### [Enunciado da tarefa]
Continue o resumo sobre o pensamento complexo a partir da última frase apresentada.

Da necessidade de um pensamento complexo – Edgar Morin
(resumo)
trad. Juremir M. da Silva
"Não
posso conhecer o todo se não conhecer particularmente as partes, e
não posso conhecer as partes se não conhecer o todo"
– Pascal.
Vivemos
numa realidade multidimensional simultaneamente psicológica,
mitológica, sociológica, econômica, mas estudamos estas dimensões
separadamente, e não umas em relação com as outras. O princípio
da separação torna-nos talvez mais lúcidos sobre uma pequena parte
separada do seu contexto, mas nos torna cegos ou míopes sobre a
relação entre a parte e o seu contexto.
Durante
muito tempo, a ciência ocidental foi reducionista. Tal conhecimento
ignora o fenômeno mais importante, que podemos qualificar de
sistêmico, da palavra sistema, conjunto organizado de partes
diferentes, produtor de qualidades que não existiriam se as partes
estivessem isoladas umas as outras.
Penso
que o pensamento complexo deve ligar a autonomia e a dependência.
Para ser autônomo, tenho de depender do meio exterior (alimento,
abrigo, etc); para ser um espírito autônomo, tenho de depender da
cultura de que alimento os meus conhecimentos.
A
nossa educação nos habituou a uma concepção linear da
causalidade. Passamos de uma visão linear a uma visão circular.
Em que consiste esta circularidade? Consiste no fato de produtos e
efeitos serem necessários tanto ao produto como à causa. Como
exemplo, a vida é um sistema de reprodução que produz os
indivíduos. Somos produtos da reprodução dos nossos pais. Mas,
para que este processo de reprodução continue, é necessário que
nós próprios nos tomemos produtores e reprodutores de nossos
filhos. Somos, portanto, produtos e produtores no processo da vida,
isto é o princípio da causalidade retroativa.
Produzimos
a sociedade que nos produz. Ao mesmo tempo, não devemos esquecer que
somos não só uma pequena parte de um todo, o todo social, mas que
esse todo está no interior de nós próprios, ou seja, temos as
regras sociais, a linguagem social, a cultura e normas sociais em
nosso interior. Segundo este princípio, não só a parte está no
todo como o todo está na parte.

### [Linhas de dados]

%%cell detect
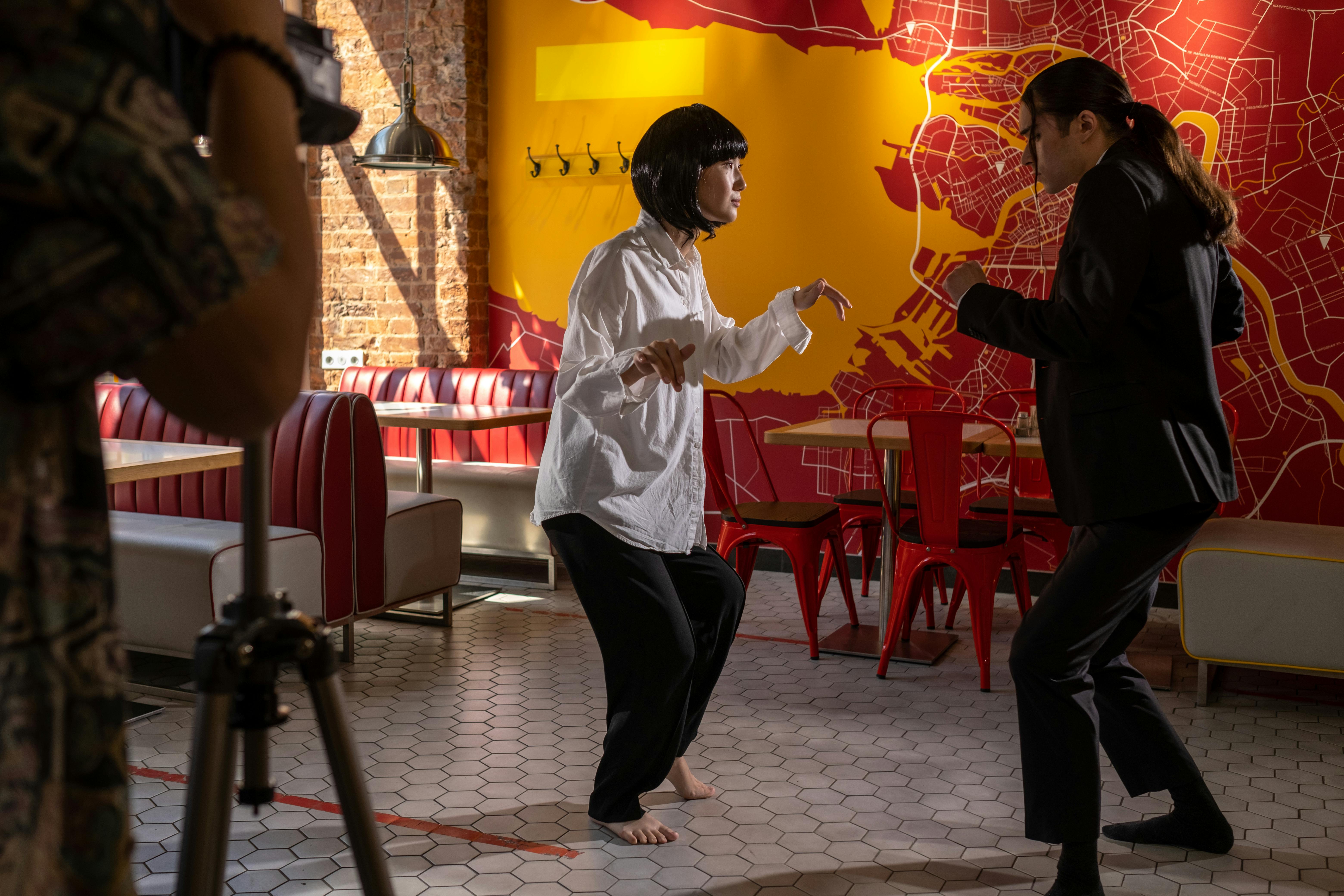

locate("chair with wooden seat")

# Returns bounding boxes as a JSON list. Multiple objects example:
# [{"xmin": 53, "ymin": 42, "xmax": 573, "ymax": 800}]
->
[
  {"xmin": 704, "ymin": 390, "xmax": 859, "ymax": 660},
  {"xmin": 943, "ymin": 388, "xmax": 1074, "ymax": 630},
  {"xmin": 821, "ymin": 383, "xmax": 966, "ymax": 629},
  {"xmin": 868, "ymin": 411, "xmax": 1031, "ymax": 691}
]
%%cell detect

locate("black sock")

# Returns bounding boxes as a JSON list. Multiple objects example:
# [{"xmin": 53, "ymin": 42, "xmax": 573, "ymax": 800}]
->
[
  {"xmin": 1046, "ymin": 840, "xmax": 1102, "ymax": 896},
  {"xmin": 1101, "ymin": 781, "xmax": 1232, "ymax": 853}
]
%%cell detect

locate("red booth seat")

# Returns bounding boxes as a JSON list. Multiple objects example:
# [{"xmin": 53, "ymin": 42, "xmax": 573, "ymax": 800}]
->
[
  {"xmin": 97, "ymin": 384, "xmax": 461, "ymax": 654},
  {"xmin": 340, "ymin": 367, "xmax": 555, "ymax": 587}
]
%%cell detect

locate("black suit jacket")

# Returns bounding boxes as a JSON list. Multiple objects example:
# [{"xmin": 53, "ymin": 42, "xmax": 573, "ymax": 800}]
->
[{"xmin": 957, "ymin": 140, "xmax": 1246, "ymax": 525}]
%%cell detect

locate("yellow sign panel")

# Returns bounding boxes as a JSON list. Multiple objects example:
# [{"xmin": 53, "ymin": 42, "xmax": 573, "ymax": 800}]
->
[{"xmin": 536, "ymin": 38, "xmax": 704, "ymax": 102}]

### [Resposta escrita]
O
tesouro da humanidade é a sua diversidade. Esta não só é
compatível com a unidade fundamental, mas produzida pelas
possibilidades do ser humano.
Não
devemos esquecer que somos seres trinitários, ou seja, somos
triplos em um só. Somos indivíduos, membros de uma espécie
biológica chamada Homo Sapiens, e somos, ao mesmo tempo, seres
sociais.
É
difícil fazer compreender que o "um" pode ser "múltiplo",
e que o "múltiplo" é suscetível de unidade.
Compreender
a unidade e a diversidade é muito importante hoje, visto
estarmos num processo de mundialização que leva a reconhecer a
unidade dos problemas para todos os seres humanos onde quer que
estejam; ao mesmo tempo, é preciso preservar a riqueza da
humanidade, ou seja, a diversidade cultural; vemos, por exemplo, que
as diversidades não são só as das nações, mas estão também no
interior destas; cada província, cada região, tem a sua
singularidade cultural, a qual deve guardar ciosamente.
Damos
vida às nossas ideias e, uma vez que lhes damos vida, são elas que
indicam o nosso comportamento. Devemos considerar a história
humana de maneira complexa. E levar-nos a
compreender a incerteza do nosso tempo, visto que não há
progresso necessário e inelutável; sabemos que todos os progressos
adquiridos podem ser destruídos pelos nossos inimigos mais
implacáveis: nós mesmos, dado que hoje a humanidade
é a maior inimiga da humanidade. Sabemos, atualmente, que o
progresso deve ser regenerado; sabemos ainda que a barbárie
constitui uma ameaça, e vivemos mais do que nunca na incerteza,
porque ninguém pode adivinhar o que será o dia de amanhã. O nosso
destino é, pois, incerto, e ninguém sabe qual o destino do Cosmos.
A
nossa situação é extremamente complexa, porque somos,
integralmente, filhos do Cosmos e estranhos a esse mesmo Cosmos.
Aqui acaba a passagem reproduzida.